## Description of the task
Retype the records that follow, every line exactly as written.

----

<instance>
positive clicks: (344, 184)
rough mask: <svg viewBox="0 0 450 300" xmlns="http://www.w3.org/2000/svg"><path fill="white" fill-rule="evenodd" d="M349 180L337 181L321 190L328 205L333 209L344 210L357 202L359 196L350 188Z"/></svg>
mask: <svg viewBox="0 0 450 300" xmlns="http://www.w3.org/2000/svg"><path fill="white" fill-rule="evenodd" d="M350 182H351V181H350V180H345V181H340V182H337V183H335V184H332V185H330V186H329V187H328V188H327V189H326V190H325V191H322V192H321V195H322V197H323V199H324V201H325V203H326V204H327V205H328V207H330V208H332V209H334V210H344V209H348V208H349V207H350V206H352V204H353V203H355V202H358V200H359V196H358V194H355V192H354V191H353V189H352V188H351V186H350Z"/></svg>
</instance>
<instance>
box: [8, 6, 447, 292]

----

## Task answer
<instance>
positive clicks: (344, 184)
rough mask: <svg viewBox="0 0 450 300" xmlns="http://www.w3.org/2000/svg"><path fill="white" fill-rule="evenodd" d="M349 180L337 181L321 190L328 205L333 209L344 210L357 202L359 196L350 188Z"/></svg>
mask: <svg viewBox="0 0 450 300" xmlns="http://www.w3.org/2000/svg"><path fill="white" fill-rule="evenodd" d="M350 182H351V181H350V180H345V181H340V182H337V183H335V184H332V185H330V186H329V187H328V188H327V189H326V190H325V191H322V192H321V195H322V197H323V199H324V201H325V203H326V204H327V205H328V207H330V208H332V209H334V210H344V209H348V208H349V207H350V206H352V204H353V203H355V202H358V200H359V196H358V194H355V192H354V191H353V189H352V188H351V186H350Z"/></svg>
</instance>
<instance>
box: [8, 6, 447, 292]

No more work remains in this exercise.